[Begin Document section]

# Wavelets¶

An increasingly popular family of basis functions is called wavelets. By construction, wavelets are localized in both frequency and time domains. Individual wavelets are specified by a set of wavelet filter coefficients. Given a wavelet, a complete orthonormal set of basis functions can be constructed by scalings and translations. Different wavelet families trade the localization of a wavelet with its smoothness.

## Wavelet transform of Gaussian Noise¶

Below we have an example using a particular wavelet to compute a wavelet PSD as a function of time $$t_0$$ and frequency $$f_0$$. The wavelet used is of the form

$w(t|t_0,f_0,Q) = A exp[i2\pi f_0 (t-t_0)]exp[-f_0^2(t-t_0)^2/Q^2]$

where $$t_0$$ is the central time, $$f_0$$ is the central frequency, and the dimensionless parameter Q is a model parameter which controls the width of the frequency window.
The Fourier transform of this form is

$W(f|t_0,f_0,Q)=(\frac{\pi}{f^2_0/Q^2})^{1/2} exp(-i2\pi f t_0) exp[\frac{-\pi^2Q^2(f-f_0)^2}{Qf^2_0}]$

Note that the form given by above equations is not technically a wavelet because it does not meet the admissibility criterion (the equivalent of orthogonality in Fourier transforms). This form is closely related to a true wavelet, the Morlet wavelet, through a simple scaling and offset. Therefore, these equations should probaly be referred to as “matched filters” rather than “wavelets”.
However, these functions display quite nicely one main property of wavelets: the localization of power in both time and frequency. For this reason, we will refer to these functions as “wavelets,” and explore their ability to localize frequency signals.

### Imput signal¶

We take a localized Gaussian noise as imput signal, as shown below.

import numpy as np
from matplotlib import pyplot as plt

from astroML.fourier import sinegauss, wavelet_PSD, FT_continuous, IFT_continuous

from astroML.plotting import setup_text_plots
setup_text_plots(usetex=True)

# Sample the function: localized noise
np.random.seed(0)

N = 1024
t = np.linspace(-5, 5, N)
x = np.ones(len(t))

h = np.random.normal(0, 1, len(t))
h *= np.exp(-0.5 * (t / 0.5) ** 2)

# Show signal
fig = plt.figure(figsize=(6, 2))

ax.plot(t, h, '-k', lw=1)
ax.text(0.02, 0.95, ("Input Signal:\n"
"Localized Gaussian noise"),
ha='left', va='top', transform=ax.transAxes)

ax.set_xlim(-4, 4)
ax.set_ylim(-2.9, 2.9)
ax.set_ylabel('$h(t)$')

Text(0, 0.5, '$h(t)$')


### Compute wavelet¶

We compute the wavelet from sample data using sinegauss function in astroML.fourier.

[End Document section]

## Goal of the exercise
Pick up the wavelet tutorial after its last sentence and keep writing it.

[Begin Recorded data]

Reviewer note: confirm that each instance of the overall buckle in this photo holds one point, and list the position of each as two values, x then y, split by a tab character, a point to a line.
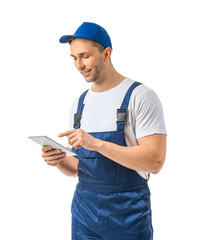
122	115
77	119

[End Recorded data]

## Task output
Here we take Q=1.0 to control the width of the frequency window. In the plot, solid line and dashed line show the real part and imaginary part respectively.

# Compute an example wavelet
W = sinegauss(t, 0, 1.5, Q=1.0)

# Show the example wavelet
fig = plt.figure(figsize=(6, 2))

ax.plot(t, W.real, '-k', label='real part', lw=1)
ax.plot(t, W.imag, '--k', label='imag part', lw=1)

ax.text(0.02, 0.95, ("Example Wavelet\n"
"$t_0 = 0$, $f_0=1.5$, $Q=1.0$"),
ha='left', va='top', transform=ax.transAxes)
ax.text(0.98, 0.05,
(r"$w(t; t_0, f_0, Q) = e^{-[f_0 (t - t_0) / Q]^2}" "e^{2 \pi i f_0 (t - t_0)}$"),
ha='right', va='bottom', transform=ax.transAxes)

ax.legend(loc=1)

ax.set_xlim(-4, 4)
ax.set_ylim(-1.4, 1.4)
ax.set_ylabel('$w(t; t_0, f_0, Q)$')

Text(0, 0.5, '$w(t; t_0, f_0, Q)$')


### Compute PSD¶

The wavelet PSD (power spectral density) is defined by $$PSD_w(f0, t0;Q) = |Hw(t_0; f_0,Q)|^2$$. Unlike the typical Fourier-transform PSD, the wavelet PSD allows detection of frequency information which is localized in time.
Here we compute the wavelet PSD from sample wavelet using wavelet_PSD function in astroML.fourier.

The plot shows the PSD as a function of the frequency $$f_0$$ and the time $$t_0$$, for Q = 1.0.

# Compute the wavelet PSD
f0 = np.linspace(0.5, 7.5, 100)
wPSD = wavelet_PSD(t, h, f0, Q=1.0)

# Plot the results
fig = plt.figure(figsize=(6, 2))

# Third panel: the spectrogram
ax = plt.subplot(111)
ax.imshow(wPSD, origin='lower', aspect='auto',
extent=[t[0], t[-1], f0[0], f0[-1]])

ax.text(0.02, 0.95, ("Wavelet PSD"), color='w',
ha='left', va='top', transform=ax.transAxes)

ax.set_xlim(-4, 4)
ax.set_ylim(0.5, 7.5)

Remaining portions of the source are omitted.